What is needed:
Your task is to give the data again, exactly, with every line intact.

Records for processing:
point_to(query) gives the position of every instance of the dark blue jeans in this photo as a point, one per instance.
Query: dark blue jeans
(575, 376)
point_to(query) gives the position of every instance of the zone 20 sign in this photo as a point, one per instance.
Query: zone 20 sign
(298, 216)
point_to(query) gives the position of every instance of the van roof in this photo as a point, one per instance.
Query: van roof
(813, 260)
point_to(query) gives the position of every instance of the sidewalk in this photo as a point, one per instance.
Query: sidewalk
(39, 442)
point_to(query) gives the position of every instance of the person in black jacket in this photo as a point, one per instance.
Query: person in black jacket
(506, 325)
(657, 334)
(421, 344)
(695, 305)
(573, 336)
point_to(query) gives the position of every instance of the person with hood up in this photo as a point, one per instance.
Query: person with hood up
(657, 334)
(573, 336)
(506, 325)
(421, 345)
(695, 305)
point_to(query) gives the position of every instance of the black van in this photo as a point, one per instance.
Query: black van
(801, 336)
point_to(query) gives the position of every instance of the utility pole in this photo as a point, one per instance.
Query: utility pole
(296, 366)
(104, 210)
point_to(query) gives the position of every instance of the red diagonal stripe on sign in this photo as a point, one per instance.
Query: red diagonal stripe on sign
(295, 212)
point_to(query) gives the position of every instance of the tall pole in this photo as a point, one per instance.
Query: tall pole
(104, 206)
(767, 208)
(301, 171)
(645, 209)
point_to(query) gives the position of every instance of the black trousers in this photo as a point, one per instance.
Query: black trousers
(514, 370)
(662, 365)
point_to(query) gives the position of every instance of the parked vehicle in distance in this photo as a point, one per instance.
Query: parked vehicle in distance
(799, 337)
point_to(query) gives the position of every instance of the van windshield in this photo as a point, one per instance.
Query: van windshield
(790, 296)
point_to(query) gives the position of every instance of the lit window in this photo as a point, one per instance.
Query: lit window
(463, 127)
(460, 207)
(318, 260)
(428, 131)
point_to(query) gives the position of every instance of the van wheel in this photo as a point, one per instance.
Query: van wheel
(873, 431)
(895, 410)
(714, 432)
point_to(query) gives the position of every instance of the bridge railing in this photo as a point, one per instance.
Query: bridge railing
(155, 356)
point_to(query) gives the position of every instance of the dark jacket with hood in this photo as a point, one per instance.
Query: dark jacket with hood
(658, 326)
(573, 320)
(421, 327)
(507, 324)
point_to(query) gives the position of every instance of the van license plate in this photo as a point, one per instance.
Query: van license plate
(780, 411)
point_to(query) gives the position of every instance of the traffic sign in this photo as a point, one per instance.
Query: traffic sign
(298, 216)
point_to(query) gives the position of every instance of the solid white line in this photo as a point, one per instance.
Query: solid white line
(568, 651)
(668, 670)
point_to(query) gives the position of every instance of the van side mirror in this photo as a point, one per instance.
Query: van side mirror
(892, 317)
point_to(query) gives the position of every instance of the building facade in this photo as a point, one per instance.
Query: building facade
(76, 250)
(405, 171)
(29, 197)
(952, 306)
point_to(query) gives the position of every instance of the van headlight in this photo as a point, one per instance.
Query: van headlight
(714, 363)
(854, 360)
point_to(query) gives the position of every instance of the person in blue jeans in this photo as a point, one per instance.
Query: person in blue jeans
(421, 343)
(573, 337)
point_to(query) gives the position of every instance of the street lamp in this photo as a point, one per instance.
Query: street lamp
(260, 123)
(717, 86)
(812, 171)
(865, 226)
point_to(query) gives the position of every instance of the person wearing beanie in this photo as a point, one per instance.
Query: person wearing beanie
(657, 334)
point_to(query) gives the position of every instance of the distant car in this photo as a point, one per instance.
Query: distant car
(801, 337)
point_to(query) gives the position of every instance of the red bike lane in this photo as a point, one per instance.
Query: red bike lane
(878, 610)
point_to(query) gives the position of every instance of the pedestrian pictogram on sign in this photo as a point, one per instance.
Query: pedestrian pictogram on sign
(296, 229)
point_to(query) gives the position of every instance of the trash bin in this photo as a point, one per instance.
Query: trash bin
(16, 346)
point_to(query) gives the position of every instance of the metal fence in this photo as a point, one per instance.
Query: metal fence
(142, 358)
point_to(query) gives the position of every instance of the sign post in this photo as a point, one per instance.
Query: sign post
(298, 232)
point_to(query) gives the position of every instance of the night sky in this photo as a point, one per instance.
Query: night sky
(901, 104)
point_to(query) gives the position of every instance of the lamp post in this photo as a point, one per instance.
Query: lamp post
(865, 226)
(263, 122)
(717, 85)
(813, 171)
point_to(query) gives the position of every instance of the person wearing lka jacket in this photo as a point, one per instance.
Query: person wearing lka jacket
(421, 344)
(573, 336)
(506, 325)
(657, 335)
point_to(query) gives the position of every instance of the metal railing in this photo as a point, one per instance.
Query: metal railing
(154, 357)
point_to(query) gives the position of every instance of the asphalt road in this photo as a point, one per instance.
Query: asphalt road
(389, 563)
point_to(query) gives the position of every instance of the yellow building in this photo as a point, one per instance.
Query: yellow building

Written answer:
point_to(query) gives the position of every instance of the dark blue jeans in this photo as a point, one per instance.
Query: dark blue jeans
(575, 376)
point_to(query) gives the position of every instance of the zone 20 sign in this photo as a point, one per instance.
Query: zone 20 sign
(298, 216)
point_to(query) gives the position of every instance of the van roof in this photo as a point, one per instance.
Query: van roof
(813, 260)
point_to(query) gives the position of every instance of the sidewalk in this photo as a point, one per instance.
Query: sidewalk
(39, 442)
point_to(query) gives the position of every instance of the person in black jacket in this photo as a point, one per instance.
Query: person in black jacket
(506, 325)
(657, 334)
(421, 344)
(695, 305)
(573, 336)
point_to(query) gives the position of every instance of the person with hood up in this photo as a point, one per instance.
Query: person with hood up
(657, 334)
(573, 336)
(506, 325)
(421, 345)
(695, 305)
point_to(query) gives the position of every instance of the black van in this photo as a point, one per instance.
Query: black van
(801, 336)
point_to(query) gives the position of every instance of the utility pole in this photo as a point, one per instance.
Query: utility pole
(296, 366)
(104, 210)
point_to(query) gives the position of every instance of the red diagonal stripe on sign in this photo as a point, one per instance.
Query: red diagonal stripe on sign
(295, 212)
point_to(query) gives the position of every instance of the tall pole in this photo as a point, one per instance.
Query: tall pole
(104, 206)
(767, 208)
(301, 171)
(645, 209)
point_to(query) gives the position of every instance of the black trousers in this photo as a point, one per instance.
Query: black trousers
(514, 370)
(662, 365)
point_to(query) gives the position of every instance of the parked vehicle in distance in this photo as a point, one per instance.
Query: parked vehicle in distance
(799, 337)
point_to(query) gives the position of every instance of the van windshield in this photo as a point, one per instance.
Query: van windshield
(790, 296)
point_to(query) gives the position of every instance of the lit window in this photo as a point, one per instance.
Query: lit window
(463, 127)
(460, 207)
(318, 260)
(428, 131)
point_to(query) gives the position of every instance of the van wheel in this photo as a point, one per instance.
Query: van wheel
(873, 431)
(895, 410)
(714, 432)
point_to(query) gives the position of every instance of the bridge railing in this photo as a point, one per instance.
Query: bridge railing
(155, 356)
point_to(query) gives the position of every instance of the dark jacket with hood in this photo as a point, one per instance.
Query: dark jacket with hood
(658, 326)
(573, 320)
(421, 327)
(507, 324)
point_to(query) gives the position of every instance of the van license plate in this photo as a point, one per instance.
Query: van license plate
(780, 411)
point_to(query) gives the position of every instance of the traffic sign in this photo as a point, one per instance.
Query: traffic sign
(298, 216)
point_to(query) gives the position of every instance of the solid white line in this photo as a point, one per instance.
Query: solid white line
(568, 651)
(668, 670)
point_to(query) gives the position of every instance of the van side mirror in this photo as a point, one per instance.
Query: van side mirror
(892, 317)
point_to(query) gives the position of every instance of the building facade in this photo as a point, one per instance.
Query: building facade
(76, 250)
(405, 171)
(29, 197)
(952, 306)
point_to(query) gives the position of every instance of the van headlight in this photo as a point, one per instance.
Query: van headlight
(714, 363)
(854, 360)
point_to(query) gives the position of every instance of the person in blue jeans in this photo as a point, one per instance.
Query: person in blue jeans
(421, 343)
(573, 337)
point_to(query) gives the position of every instance of the street lamp in this photo as a point, one per instance.
Query: street lamp
(260, 123)
(717, 86)
(812, 171)
(865, 226)
point_to(query) gives the position of every instance of the person wearing beanie in this photo as a point, one per instance.
Query: person wearing beanie
(657, 334)
point_to(query) gives the position of every instance of the distant car in this photo as a point, one per instance.
Query: distant car
(801, 337)
point_to(query) gives the position of every instance of the red bike lane in this photo as a point, one per instance.
Query: red bike lane
(878, 610)
point_to(query) gives the position of every instance of the pedestrian pictogram on sign in this photo as a point, one per instance.
Query: pedestrian pictogram on sign
(296, 229)
point_to(query) gives the position of every instance of the trash bin in this photo as a point, one per instance.
Query: trash bin
(16, 346)
point_to(query) gives the position of every instance of the metal fence in this photo as a point, one per instance.
Query: metal fence
(142, 358)
point_to(query) gives the position of every instance of the sign post in this photo as a point, one per instance.
Query: sign post
(298, 232)
point_to(query) gives the position of every instance of the night sky in this photo as a point, one per instance.
Query: night sky
(901, 104)
point_to(query) gives the position of every instance of the lamp post in this photo as a point, one per instance.
Query: lamp post
(865, 226)
(263, 122)
(717, 85)
(813, 171)
point_to(query) gives the position of every instance of the person wearing lka jacket in this photo as a point, one per instance.
Query: person wearing lka jacket
(421, 344)
(573, 336)
(506, 325)
(657, 335)
point_to(query) gives the position of every instance of the metal railing in this photo as a point, one per instance.
Query: metal railing
(154, 357)
point_to(query) gives the position of every instance of the asphalt road in this photo as a point, one per instance.
Query: asphalt road
(389, 563)
point_to(query) gives the position of every instance of the yellow building in this photo as a point, one per instance.
Query: yellow building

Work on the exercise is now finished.